_TASK INSTRUCTIONS_. Which lines in the entries below contain the word "dirt"? Copy out each of them.

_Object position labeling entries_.
▽
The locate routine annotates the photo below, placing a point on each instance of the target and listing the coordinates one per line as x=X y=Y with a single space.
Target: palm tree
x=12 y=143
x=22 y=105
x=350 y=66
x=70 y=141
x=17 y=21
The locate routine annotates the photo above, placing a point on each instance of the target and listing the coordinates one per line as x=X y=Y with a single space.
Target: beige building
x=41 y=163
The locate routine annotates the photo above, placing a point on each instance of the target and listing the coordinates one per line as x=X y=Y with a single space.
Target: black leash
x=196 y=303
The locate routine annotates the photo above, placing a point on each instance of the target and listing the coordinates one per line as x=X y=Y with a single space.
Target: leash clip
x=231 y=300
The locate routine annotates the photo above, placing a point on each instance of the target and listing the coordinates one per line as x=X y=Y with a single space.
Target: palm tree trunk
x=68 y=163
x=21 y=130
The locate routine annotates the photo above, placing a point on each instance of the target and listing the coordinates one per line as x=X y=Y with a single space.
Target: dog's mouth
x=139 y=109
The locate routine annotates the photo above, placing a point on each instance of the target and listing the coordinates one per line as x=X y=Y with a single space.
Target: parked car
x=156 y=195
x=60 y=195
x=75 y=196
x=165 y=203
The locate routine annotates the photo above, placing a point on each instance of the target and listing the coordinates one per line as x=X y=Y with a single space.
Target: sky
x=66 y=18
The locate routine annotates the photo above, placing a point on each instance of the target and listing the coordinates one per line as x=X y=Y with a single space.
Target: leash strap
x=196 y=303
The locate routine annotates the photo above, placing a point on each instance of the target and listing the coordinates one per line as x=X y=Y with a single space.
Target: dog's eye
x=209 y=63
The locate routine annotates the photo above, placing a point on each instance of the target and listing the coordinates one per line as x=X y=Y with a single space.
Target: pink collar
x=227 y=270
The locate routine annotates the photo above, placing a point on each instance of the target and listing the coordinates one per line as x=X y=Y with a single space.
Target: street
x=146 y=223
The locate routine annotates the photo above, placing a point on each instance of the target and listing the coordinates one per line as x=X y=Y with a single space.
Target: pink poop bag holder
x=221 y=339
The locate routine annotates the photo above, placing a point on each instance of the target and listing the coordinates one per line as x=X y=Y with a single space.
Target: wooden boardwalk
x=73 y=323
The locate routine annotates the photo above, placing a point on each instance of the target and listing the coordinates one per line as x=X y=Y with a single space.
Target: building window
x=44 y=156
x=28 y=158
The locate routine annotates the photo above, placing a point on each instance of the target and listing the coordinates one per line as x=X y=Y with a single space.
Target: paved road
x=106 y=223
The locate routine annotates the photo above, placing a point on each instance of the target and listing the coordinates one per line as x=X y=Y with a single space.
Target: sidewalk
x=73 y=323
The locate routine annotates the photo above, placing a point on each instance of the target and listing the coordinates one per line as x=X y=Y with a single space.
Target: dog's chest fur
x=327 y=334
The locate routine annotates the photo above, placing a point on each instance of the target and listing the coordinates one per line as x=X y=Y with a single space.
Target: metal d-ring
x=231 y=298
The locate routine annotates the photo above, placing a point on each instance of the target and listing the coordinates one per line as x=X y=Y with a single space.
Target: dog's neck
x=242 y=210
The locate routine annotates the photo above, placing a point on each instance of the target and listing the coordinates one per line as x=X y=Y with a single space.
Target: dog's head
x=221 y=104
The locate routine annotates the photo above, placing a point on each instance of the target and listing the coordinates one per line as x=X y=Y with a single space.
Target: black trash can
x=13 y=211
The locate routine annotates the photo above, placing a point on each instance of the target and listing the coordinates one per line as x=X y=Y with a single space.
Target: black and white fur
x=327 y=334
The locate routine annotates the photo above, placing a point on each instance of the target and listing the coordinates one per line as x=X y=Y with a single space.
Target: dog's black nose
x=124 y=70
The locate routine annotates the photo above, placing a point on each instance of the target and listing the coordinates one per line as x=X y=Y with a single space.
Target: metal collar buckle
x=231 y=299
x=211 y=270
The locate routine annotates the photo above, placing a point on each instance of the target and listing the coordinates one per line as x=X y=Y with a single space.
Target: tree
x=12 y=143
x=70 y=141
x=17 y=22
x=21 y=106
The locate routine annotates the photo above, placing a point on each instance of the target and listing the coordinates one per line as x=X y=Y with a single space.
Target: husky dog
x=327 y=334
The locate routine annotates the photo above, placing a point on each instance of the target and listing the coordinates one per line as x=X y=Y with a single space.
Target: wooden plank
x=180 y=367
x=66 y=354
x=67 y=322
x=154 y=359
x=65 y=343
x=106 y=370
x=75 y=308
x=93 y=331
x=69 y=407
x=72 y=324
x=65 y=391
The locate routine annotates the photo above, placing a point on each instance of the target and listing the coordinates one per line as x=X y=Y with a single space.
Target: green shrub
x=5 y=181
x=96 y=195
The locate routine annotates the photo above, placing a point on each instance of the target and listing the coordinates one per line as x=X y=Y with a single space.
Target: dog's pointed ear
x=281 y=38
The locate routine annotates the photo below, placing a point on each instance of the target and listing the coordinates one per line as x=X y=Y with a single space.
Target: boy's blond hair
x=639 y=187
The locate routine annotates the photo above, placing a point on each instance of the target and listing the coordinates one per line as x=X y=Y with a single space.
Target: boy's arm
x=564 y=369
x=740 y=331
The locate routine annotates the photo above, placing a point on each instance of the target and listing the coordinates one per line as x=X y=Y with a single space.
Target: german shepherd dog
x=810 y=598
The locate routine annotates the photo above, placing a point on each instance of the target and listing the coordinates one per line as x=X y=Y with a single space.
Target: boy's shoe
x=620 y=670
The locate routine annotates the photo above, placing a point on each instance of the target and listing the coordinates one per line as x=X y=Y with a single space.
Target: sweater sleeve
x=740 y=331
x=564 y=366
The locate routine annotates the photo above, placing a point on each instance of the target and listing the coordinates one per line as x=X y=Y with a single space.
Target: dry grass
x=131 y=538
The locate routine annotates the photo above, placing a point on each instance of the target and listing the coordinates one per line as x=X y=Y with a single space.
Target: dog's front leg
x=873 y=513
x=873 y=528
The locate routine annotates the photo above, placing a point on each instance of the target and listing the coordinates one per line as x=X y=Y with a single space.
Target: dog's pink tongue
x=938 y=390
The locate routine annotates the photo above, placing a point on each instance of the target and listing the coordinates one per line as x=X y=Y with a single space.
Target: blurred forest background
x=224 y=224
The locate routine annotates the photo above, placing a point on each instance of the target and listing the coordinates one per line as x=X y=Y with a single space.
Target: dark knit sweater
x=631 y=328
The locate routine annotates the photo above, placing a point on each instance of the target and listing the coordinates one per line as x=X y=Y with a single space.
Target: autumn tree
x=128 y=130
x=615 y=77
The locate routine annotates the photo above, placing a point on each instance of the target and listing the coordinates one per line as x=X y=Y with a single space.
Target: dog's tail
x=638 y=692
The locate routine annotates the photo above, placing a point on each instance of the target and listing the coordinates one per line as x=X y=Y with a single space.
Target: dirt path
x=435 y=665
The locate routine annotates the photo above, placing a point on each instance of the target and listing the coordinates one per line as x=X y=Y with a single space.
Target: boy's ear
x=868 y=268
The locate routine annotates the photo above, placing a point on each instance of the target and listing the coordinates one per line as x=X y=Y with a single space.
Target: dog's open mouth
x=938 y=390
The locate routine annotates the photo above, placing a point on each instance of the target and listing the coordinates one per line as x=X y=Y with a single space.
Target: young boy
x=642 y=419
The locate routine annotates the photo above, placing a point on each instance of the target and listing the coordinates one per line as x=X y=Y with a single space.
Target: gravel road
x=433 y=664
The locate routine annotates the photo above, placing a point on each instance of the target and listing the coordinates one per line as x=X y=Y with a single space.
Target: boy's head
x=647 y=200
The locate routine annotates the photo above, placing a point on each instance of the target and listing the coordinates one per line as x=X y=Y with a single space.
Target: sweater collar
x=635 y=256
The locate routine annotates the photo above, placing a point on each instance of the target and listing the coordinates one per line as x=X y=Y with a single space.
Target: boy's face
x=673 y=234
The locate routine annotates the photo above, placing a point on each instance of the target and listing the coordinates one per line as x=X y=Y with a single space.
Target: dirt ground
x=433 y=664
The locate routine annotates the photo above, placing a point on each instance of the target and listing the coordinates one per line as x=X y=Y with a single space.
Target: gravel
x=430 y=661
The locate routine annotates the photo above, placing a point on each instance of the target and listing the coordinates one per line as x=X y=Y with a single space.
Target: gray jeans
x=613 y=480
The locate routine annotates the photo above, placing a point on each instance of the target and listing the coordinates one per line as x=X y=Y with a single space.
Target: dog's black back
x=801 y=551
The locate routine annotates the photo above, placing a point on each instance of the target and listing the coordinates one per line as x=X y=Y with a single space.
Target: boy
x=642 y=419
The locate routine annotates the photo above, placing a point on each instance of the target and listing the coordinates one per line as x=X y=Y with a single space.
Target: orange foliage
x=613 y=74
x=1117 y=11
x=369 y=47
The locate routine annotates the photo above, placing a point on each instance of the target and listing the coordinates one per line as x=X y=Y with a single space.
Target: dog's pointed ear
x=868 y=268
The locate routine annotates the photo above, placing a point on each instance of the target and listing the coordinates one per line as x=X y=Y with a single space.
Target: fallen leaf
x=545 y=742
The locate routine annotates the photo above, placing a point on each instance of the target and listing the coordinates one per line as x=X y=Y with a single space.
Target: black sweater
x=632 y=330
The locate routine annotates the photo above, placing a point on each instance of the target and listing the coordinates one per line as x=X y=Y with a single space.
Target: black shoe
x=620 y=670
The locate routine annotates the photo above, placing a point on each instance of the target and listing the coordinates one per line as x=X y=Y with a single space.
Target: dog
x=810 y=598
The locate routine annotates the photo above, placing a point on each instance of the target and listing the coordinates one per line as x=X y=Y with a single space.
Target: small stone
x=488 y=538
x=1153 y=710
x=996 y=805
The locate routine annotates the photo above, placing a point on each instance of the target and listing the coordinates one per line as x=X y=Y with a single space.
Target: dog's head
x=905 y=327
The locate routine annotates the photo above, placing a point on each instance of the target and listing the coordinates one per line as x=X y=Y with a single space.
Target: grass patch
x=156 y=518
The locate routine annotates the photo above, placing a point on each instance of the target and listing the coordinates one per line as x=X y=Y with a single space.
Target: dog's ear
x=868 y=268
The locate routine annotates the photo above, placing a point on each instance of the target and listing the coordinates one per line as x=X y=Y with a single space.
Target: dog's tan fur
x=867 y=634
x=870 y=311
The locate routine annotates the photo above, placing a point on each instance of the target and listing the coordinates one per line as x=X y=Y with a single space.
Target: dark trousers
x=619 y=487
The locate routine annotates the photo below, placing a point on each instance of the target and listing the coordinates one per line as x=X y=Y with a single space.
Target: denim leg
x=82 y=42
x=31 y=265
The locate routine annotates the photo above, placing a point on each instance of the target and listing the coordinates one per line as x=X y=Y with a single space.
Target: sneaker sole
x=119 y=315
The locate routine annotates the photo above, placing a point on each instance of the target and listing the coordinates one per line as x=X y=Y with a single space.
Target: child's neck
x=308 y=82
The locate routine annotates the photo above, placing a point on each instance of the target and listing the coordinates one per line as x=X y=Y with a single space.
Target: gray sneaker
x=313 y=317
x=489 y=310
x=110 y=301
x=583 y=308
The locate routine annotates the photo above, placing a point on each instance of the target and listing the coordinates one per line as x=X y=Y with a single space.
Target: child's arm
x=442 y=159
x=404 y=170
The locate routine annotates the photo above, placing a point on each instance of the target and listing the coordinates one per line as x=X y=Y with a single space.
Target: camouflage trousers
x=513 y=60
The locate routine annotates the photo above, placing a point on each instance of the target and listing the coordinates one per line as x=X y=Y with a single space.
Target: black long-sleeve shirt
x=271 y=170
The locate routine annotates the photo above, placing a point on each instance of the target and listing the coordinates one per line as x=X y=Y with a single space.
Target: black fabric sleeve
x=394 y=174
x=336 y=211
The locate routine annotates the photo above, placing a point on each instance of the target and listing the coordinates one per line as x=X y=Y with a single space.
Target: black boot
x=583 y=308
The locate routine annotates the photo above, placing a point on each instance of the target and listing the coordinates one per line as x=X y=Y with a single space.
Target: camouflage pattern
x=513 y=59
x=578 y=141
△
_RESULT OF THIS EXERCISE_.
Target: dirt path
Target: dirt ground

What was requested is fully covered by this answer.